━━━ Material for this task ━━━

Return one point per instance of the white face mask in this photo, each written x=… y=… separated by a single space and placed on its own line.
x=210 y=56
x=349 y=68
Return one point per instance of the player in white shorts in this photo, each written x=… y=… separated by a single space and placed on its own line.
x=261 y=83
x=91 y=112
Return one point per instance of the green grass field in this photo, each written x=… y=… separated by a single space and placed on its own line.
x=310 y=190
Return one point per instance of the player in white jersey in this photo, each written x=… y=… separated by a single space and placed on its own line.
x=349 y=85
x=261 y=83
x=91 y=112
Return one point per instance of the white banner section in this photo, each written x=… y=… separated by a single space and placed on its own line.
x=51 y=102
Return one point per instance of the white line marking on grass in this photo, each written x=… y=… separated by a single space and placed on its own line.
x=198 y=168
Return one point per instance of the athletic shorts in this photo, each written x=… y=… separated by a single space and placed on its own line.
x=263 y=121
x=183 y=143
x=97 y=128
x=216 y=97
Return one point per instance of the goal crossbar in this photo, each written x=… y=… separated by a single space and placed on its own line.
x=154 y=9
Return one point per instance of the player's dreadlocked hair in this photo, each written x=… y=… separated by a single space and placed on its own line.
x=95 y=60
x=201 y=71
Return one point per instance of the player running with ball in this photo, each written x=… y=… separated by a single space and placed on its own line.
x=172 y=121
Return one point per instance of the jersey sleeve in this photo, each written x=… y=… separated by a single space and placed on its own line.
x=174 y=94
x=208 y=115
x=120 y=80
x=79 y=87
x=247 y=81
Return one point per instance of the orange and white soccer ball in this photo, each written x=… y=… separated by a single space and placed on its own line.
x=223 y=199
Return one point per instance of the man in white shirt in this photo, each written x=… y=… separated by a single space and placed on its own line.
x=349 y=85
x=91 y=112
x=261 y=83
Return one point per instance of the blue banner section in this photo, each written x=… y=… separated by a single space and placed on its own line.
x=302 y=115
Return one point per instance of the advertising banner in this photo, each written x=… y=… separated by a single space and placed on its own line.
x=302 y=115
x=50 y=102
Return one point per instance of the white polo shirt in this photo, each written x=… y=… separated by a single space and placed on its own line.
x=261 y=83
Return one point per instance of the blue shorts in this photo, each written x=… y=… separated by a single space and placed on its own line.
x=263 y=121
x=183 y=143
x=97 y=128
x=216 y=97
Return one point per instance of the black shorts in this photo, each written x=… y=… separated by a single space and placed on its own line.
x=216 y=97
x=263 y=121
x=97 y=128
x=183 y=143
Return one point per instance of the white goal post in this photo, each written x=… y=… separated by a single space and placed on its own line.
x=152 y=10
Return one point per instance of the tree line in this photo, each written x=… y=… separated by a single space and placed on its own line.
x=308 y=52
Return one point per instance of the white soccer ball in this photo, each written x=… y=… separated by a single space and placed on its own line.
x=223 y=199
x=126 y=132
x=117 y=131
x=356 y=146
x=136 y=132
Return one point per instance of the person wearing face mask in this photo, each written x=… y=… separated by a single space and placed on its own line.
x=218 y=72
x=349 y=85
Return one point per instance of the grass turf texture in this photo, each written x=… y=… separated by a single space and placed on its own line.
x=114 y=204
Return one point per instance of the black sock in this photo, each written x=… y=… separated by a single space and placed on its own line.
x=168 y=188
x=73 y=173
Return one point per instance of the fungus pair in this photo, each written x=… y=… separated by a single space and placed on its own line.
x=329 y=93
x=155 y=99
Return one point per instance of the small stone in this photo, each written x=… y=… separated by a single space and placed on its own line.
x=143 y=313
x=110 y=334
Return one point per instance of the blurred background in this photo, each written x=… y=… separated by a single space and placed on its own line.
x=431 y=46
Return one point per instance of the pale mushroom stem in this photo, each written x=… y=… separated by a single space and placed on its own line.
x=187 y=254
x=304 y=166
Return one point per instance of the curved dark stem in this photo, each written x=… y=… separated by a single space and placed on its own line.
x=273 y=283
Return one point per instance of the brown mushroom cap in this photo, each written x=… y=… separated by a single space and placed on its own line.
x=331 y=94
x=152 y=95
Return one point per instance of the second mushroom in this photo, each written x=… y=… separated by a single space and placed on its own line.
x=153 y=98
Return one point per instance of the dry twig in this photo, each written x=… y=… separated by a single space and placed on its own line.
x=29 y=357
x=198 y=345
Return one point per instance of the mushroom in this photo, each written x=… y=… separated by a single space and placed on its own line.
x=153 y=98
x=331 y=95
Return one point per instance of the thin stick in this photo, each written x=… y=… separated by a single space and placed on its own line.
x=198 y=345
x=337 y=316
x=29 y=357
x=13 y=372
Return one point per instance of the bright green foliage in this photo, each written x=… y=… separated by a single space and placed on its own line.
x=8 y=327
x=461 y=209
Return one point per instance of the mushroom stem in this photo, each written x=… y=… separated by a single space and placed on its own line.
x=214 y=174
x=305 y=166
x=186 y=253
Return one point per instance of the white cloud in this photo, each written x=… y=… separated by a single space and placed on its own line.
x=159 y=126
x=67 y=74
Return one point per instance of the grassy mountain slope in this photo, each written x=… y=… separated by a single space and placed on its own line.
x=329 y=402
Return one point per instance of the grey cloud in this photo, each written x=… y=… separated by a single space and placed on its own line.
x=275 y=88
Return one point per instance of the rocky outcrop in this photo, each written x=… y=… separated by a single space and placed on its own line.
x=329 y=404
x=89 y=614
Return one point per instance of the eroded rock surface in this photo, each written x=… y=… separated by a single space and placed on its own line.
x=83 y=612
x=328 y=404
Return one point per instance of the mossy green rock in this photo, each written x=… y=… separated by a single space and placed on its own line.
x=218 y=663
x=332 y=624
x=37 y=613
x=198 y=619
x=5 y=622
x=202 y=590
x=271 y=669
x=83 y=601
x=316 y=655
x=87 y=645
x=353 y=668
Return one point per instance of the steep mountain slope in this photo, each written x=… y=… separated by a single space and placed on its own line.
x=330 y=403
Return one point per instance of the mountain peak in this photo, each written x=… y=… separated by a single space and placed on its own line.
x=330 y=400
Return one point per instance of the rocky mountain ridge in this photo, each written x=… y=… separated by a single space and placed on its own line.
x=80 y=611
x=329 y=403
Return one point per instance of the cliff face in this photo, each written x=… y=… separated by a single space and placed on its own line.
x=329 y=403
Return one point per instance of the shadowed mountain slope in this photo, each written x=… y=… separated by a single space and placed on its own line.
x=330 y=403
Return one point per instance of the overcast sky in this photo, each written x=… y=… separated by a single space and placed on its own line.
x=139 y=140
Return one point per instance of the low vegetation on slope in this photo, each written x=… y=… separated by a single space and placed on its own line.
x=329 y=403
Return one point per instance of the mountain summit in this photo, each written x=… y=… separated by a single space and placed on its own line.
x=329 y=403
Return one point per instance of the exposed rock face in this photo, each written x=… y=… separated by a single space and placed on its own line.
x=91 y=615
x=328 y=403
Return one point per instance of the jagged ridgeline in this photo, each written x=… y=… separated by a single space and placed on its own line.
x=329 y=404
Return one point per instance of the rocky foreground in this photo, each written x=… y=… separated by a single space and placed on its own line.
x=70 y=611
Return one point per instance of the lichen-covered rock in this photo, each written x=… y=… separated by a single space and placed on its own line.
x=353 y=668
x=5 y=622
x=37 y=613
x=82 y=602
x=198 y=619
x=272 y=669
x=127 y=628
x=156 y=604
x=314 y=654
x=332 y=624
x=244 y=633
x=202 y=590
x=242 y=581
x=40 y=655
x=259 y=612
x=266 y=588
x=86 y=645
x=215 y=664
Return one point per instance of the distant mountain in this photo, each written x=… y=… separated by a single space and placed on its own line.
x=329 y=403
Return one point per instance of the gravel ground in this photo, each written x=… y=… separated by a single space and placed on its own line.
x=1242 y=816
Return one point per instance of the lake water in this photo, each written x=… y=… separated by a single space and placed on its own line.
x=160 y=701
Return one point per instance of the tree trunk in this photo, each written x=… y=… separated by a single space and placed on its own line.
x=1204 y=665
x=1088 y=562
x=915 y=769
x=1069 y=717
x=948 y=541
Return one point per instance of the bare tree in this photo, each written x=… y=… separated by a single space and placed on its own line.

━━━

- What to produce: Reproduce, word for word, every line starting at the line that contains "Return one point per instance of the tree trunk" and ending with the final line of the entries.

- Task solution:
Return one point per instance of the tree trunk in this photo, each written x=… y=… separated by a single space and placed on its own line.
x=1204 y=665
x=1088 y=562
x=915 y=769
x=1069 y=717
x=948 y=541
Return one point per instance of the bare tree in this photo, each written x=… y=… separated by a single space and placed on its own line.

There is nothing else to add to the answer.